What is needed is an exact transcription of every record, minus the pictures.

START ENTRIES SUPPLIED

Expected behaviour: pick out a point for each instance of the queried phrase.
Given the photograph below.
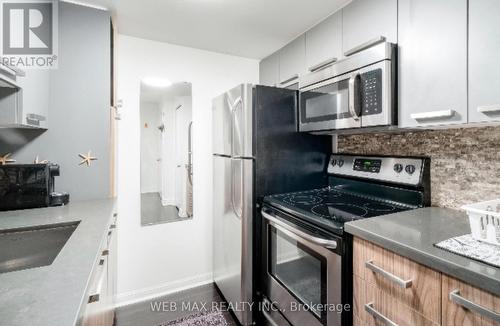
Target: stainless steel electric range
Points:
(307, 258)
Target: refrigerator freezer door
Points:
(222, 126)
(239, 101)
(233, 214)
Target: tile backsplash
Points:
(465, 163)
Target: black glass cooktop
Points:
(331, 207)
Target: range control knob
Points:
(398, 167)
(410, 169)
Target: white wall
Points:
(171, 256)
(150, 116)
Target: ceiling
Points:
(157, 94)
(246, 28)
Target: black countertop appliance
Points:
(29, 186)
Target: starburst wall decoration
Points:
(87, 159)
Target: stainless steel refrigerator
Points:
(256, 151)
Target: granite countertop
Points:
(413, 234)
(52, 295)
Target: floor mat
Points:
(212, 318)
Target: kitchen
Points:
(309, 170)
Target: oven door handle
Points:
(293, 232)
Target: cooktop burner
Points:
(331, 207)
(332, 210)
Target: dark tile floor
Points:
(172, 307)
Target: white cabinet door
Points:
(35, 97)
(367, 20)
(269, 70)
(324, 42)
(484, 67)
(432, 62)
(292, 61)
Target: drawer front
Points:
(373, 306)
(407, 283)
(456, 312)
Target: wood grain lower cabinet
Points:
(408, 286)
(392, 290)
(457, 313)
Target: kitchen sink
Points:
(30, 247)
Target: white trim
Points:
(82, 3)
(127, 298)
(168, 202)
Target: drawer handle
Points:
(372, 311)
(489, 109)
(289, 79)
(391, 277)
(322, 65)
(365, 45)
(456, 298)
(433, 115)
(97, 294)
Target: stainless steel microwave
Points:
(358, 91)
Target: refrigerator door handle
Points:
(237, 210)
(235, 126)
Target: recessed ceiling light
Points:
(157, 82)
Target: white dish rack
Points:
(484, 219)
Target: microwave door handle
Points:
(353, 96)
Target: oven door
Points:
(331, 104)
(303, 273)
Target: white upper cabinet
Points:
(432, 62)
(292, 61)
(367, 20)
(484, 62)
(324, 43)
(269, 70)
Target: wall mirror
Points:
(166, 152)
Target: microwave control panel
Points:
(371, 92)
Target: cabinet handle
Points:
(322, 64)
(391, 277)
(489, 109)
(289, 79)
(433, 115)
(372, 311)
(364, 46)
(456, 298)
(96, 296)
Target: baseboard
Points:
(127, 298)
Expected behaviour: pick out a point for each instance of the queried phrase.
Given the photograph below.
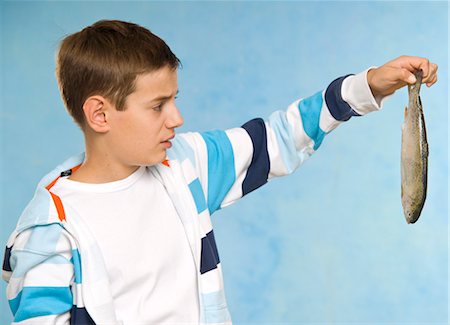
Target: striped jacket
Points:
(51, 247)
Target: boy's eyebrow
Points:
(163, 97)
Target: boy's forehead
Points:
(161, 82)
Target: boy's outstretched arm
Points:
(397, 73)
(230, 164)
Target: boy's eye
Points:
(158, 108)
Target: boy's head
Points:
(105, 59)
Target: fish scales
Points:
(414, 155)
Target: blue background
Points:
(328, 244)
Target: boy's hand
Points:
(397, 73)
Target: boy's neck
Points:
(101, 174)
(97, 169)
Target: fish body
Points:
(414, 156)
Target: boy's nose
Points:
(174, 120)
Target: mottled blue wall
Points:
(328, 244)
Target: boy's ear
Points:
(95, 112)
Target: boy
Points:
(122, 234)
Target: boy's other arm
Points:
(39, 273)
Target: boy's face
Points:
(139, 135)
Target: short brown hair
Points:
(105, 59)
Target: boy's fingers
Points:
(432, 81)
(406, 76)
(432, 69)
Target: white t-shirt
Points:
(146, 252)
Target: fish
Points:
(414, 154)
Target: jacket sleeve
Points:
(39, 273)
(232, 163)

END ENTRIES SUPPLIED

COMPLETED TASK =
Expected behaviour: pick out a point for each instance of the queried phrase.
Given the photograph below.
Target: stainless steel electric range
Points:
(307, 258)
Target: refrigerator freezer door
Points:
(222, 126)
(239, 101)
(233, 214)
Target: tile backsplash
Points:
(465, 163)
Target: black glass cooktop
Points:
(331, 207)
Target: range control knob
Points:
(398, 167)
(410, 169)
Target: white wall
Points:
(171, 256)
(150, 116)
Target: ceiling
Points:
(157, 94)
(246, 28)
Target: black countertop appliance
Points:
(29, 186)
Target: starburst wall decoration
Points:
(87, 159)
Target: stainless steel refrigerator
Points:
(256, 151)
Target: granite countertop
Points:
(413, 234)
(52, 295)
Target: floor mat
Points:
(212, 318)
Target: kitchen
Points:
(309, 170)
Target: oven door handle
Points:
(293, 232)
Target: cooktop burner
Points:
(331, 207)
(332, 210)
Target: dark tile floor
Points:
(172, 307)
Target: white cabinet door
Points:
(35, 97)
(367, 20)
(269, 70)
(324, 42)
(484, 67)
(432, 62)
(292, 61)
Target: drawer front
Points:
(373, 306)
(407, 283)
(456, 312)
Target: wood grain lower cabinet
Points:
(408, 286)
(392, 290)
(457, 313)
Target: kitchen sink
Points:
(30, 247)
Target: white trim
Points:
(82, 3)
(127, 298)
(168, 202)
Target: drawer handle
Points:
(372, 311)
(489, 109)
(289, 79)
(391, 277)
(322, 65)
(365, 45)
(456, 298)
(433, 115)
(97, 294)
Target: stainless steel microwave
Points:
(358, 91)
Target: refrigerator door handle
Points:
(237, 210)
(235, 126)
Target: recessed ceiling light
Points:
(157, 82)
Target: white dish rack
Points:
(484, 219)
Target: microwave door handle
Points:
(353, 96)
Target: oven door
Points:
(331, 104)
(303, 273)
Target: white upper cabinet
Points:
(432, 62)
(292, 61)
(367, 20)
(484, 62)
(324, 43)
(269, 70)
Target: wall mirror
Points:
(166, 152)
Target: microwave control panel
Points:
(371, 92)
Target: cabinet handle
Points:
(322, 64)
(391, 277)
(489, 109)
(289, 79)
(433, 115)
(372, 311)
(364, 46)
(456, 298)
(96, 296)
Target: baseboard
Points:
(127, 298)
Expected behaviour: pick out a point for each instance of the queried phrase.
Given the photograph below.
Target: striped jacket
Points:
(51, 247)
Target: boy's eyebrow
Points:
(163, 97)
Target: boy's forehead
Points:
(161, 82)
Target: boy's outstretched arm
Points:
(397, 73)
(230, 164)
Target: boy's eye
Points:
(158, 108)
Target: boy's head
Points:
(105, 59)
Target: fish scales
Points:
(414, 155)
Target: blue background
Points:
(328, 244)
Target: boy's hand
Points:
(397, 73)
Target: boy's neck
Points:
(101, 174)
(97, 169)
Target: fish body
Points:
(414, 156)
Target: boy's nose
Points:
(174, 120)
Target: mottled blue wall
Points:
(328, 244)
Target: boy's ear
Points:
(95, 112)
Target: boy
Points:
(122, 234)
Target: boy's other arm
Points:
(39, 273)
Target: boy's face
Points:
(139, 135)
Target: short brown hair
Points:
(105, 59)
Target: boy's fingers
Points:
(432, 81)
(406, 76)
(432, 69)
Target: white t-shirt
Points:
(146, 252)
Target: fish
Points:
(414, 154)
Target: jacket sleeve
Points:
(39, 273)
(232, 163)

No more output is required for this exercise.